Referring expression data
────────────────
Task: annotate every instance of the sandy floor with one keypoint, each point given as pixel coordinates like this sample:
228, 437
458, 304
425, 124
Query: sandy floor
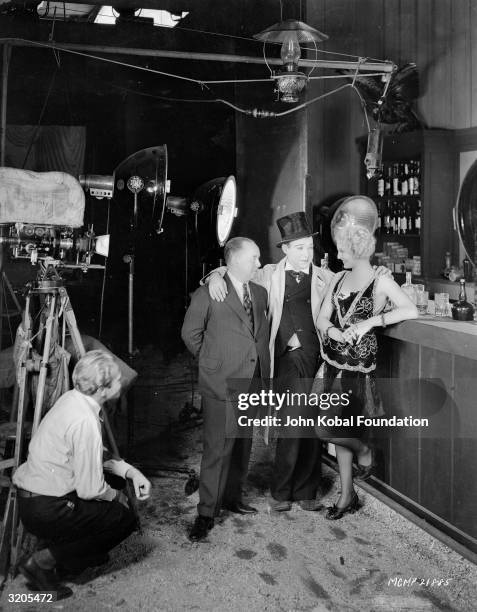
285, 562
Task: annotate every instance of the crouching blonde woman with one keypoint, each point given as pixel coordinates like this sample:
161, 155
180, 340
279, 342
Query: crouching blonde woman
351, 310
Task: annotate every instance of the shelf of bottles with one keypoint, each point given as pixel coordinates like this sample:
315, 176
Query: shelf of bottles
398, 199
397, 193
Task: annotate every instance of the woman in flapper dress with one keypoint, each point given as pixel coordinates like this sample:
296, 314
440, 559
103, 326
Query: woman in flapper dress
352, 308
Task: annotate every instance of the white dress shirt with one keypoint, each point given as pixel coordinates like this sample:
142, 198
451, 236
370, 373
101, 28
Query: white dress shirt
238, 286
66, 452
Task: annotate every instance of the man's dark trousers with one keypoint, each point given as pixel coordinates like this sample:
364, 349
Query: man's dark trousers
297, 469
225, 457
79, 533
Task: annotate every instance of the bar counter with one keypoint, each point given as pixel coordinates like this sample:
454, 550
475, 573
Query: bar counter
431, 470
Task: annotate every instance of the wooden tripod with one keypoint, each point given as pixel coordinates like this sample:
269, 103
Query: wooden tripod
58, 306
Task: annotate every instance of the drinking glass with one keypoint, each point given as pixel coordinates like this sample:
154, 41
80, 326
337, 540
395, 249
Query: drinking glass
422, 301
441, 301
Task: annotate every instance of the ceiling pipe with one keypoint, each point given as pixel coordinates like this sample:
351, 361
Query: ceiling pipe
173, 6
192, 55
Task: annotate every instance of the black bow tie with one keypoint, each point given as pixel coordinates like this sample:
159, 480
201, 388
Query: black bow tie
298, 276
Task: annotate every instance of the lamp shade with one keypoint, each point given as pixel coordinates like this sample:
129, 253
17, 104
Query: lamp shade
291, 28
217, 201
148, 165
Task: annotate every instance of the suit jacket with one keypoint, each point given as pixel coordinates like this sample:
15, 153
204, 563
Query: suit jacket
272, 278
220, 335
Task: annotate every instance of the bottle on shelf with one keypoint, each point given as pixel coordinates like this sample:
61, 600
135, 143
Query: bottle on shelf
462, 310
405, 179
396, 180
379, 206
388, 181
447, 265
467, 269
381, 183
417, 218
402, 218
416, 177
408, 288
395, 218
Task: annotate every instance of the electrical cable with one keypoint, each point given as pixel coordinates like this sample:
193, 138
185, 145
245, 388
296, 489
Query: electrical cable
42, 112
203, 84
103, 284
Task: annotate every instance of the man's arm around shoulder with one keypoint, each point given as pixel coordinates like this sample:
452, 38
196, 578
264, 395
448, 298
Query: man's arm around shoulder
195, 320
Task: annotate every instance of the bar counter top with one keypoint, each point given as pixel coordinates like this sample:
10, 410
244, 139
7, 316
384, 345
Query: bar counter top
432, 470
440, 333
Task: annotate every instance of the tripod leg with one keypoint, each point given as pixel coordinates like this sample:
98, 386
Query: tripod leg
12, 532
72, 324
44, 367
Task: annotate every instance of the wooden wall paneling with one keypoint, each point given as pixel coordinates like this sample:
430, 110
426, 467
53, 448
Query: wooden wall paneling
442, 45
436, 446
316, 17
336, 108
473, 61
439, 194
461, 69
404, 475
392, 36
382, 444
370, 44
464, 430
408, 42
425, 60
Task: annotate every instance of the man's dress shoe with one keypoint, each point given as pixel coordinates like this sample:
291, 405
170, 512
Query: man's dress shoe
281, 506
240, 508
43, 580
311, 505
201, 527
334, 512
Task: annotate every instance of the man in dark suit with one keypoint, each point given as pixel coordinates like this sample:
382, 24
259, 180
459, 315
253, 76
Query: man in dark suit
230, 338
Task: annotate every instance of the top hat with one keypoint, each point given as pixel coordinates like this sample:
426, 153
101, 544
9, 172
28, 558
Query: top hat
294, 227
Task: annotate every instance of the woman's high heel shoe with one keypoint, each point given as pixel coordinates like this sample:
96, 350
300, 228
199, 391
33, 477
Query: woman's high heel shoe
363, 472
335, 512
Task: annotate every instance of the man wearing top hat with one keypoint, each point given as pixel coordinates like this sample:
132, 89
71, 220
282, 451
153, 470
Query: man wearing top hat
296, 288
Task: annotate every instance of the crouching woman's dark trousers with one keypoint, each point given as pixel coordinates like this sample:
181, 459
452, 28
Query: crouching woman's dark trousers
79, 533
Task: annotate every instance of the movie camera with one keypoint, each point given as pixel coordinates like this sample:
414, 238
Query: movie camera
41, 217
────────────────
Return the lines above exactly; the images are not part of the copy.

Response to the task >>
Task: annotate every instance of the sandy floor with one keypoint, each point given as pixel coordinates like this sample:
228, 437
458, 304
425, 124
Query: sandy floor
285, 562
Task: annotate every instance of the crouching blonde woman with one keypoint, each point given as pixel coordinates like this sample:
161, 155
180, 340
279, 342
Query: crouching blonde woman
351, 310
Task: annotate every instance of the shelf of bottles with one keypoint, each point given as pixel coordinates like this sample:
315, 176
Query: shelf of bottles
398, 199
397, 193
Task: annotate every instance of the woman in flapper dress with one keypoint, each point given as pixel coordinates like this sample:
296, 314
440, 559
103, 326
Query: woman in flapper dress
352, 308
Task: annotate every instance of the white dress shirt with one keypoint, each point given as pixel coordinates like this sample:
142, 198
451, 236
370, 373
101, 28
Query: white dress shirt
238, 286
66, 452
Task: annotate every instance of the man's dark trousers with one keypoint, each point given as pixel coordinates like this sample:
364, 349
Query: man's dark trousers
297, 469
225, 457
79, 533
Task: annotate every instance of the bar counter with one keypoint, each point given as pixel coordinates like this sample:
454, 550
475, 573
Query: bar counter
431, 470
Task: annotate every instance of the wooden tripod with one keypoint, each point given as pixel coordinates like this sample:
269, 103
Query: wooden tripod
58, 306
Task: annotate every instance of the drinking glass with one keypoint, each point given as pixel coordinates like this sample:
154, 41
80, 326
337, 540
395, 249
Query: drinking glass
422, 301
441, 301
Task: annotate every instance of the ceiling pipe with one keypoint, each point given as pixel coordinates like this sample:
351, 361
Query: ceiling pipe
173, 6
192, 55
Task: annotate every instance of the black bow tie with one keypoint, each point given as pixel coordinates like this sample:
159, 480
201, 388
Query: black bow tie
298, 276
Task: annotate every instance of the lamp shade with one keypoint, each point given as pixel coordinates like this sample:
129, 253
17, 104
Query: lamp shade
291, 28
217, 201
148, 165
Task: annotate every instance of the suit jacket with one keypoint, each point given as pixel coordinates like this sample:
15, 153
204, 563
Query: suit jacket
272, 278
220, 335
Task: annotate every instance of the bottle on shelf with one keypoint, each point given as pixel coordinates like this sample:
61, 600
135, 143
Query: bottle on shelf
462, 310
405, 179
396, 180
379, 206
388, 181
447, 265
467, 269
381, 183
417, 218
402, 218
416, 177
408, 288
395, 218
Task: annotate every instance of the electrical cable with one keypoint, each point given as pixel coordinates like this sample:
193, 138
185, 145
245, 388
296, 489
Query: electrical cable
42, 112
203, 84
103, 284
Task: annotate every instance of the man's arm around shoulder with one keypoint, each point given as pixel coordinates like this sample:
452, 38
196, 578
264, 395
448, 298
Query: man's arm around shoulder
195, 320
Task: annotate every instance of the bar counter top with one keypoint, each point given as pixel coordinates like this sample:
10, 410
244, 139
7, 316
384, 345
Query: bar counter top
432, 470
440, 333
Task: annotate every instance of the tripod leg with one keypoint, each point given as pixel coordinates like this sample:
98, 386
Query: tripod leg
12, 532
72, 324
44, 367
Task: annotate every instance of the wooden wall paneling with one keypoint, each point given as pixel coordinates like this sample:
430, 110
426, 467
53, 448
Query: wooden wall paneling
442, 45
436, 446
316, 17
336, 108
473, 61
439, 194
461, 69
404, 475
392, 36
382, 444
370, 44
464, 430
408, 42
425, 60
Task: annotate every instance of the man's dress shoe with one keypoint, each point given as pixel coordinates like this sample:
291, 405
170, 512
Query: man's dress shoe
281, 506
240, 508
43, 580
311, 505
201, 527
334, 512
Task: annotate every instance of the man in dark suit with one keypoint, each point given as pixel coordinates like this sample:
382, 24
259, 180
459, 315
253, 76
Query: man in dark suit
230, 338
Task: annotate every instance of the top hat with one keypoint, each point given as pixel coordinates like this sample:
426, 153
101, 544
9, 172
28, 558
Query: top hat
294, 227
Task: annotate every instance of the woman's high heel shoe with one keypoint, each point given as pixel coordinates like this sample:
96, 350
300, 228
199, 391
33, 477
Query: woman's high heel shoe
363, 472
335, 512
Task: annotate every instance of the man wearing top hat with one keypoint, each point given as pixel coordinates like this sample:
132, 89
71, 220
282, 451
153, 470
Query: man wearing top hat
296, 288
Task: annotate every instance of the crouching woman's dark trousers with one keypoint, each point given as pixel coordinates like this sample:
181, 459
452, 28
Query: crouching woman's dark trousers
79, 533
Task: annotate every instance of the movie camera with one keypoint, each point given as pixel coordinates like this sample:
414, 238
Query: movie camera
41, 217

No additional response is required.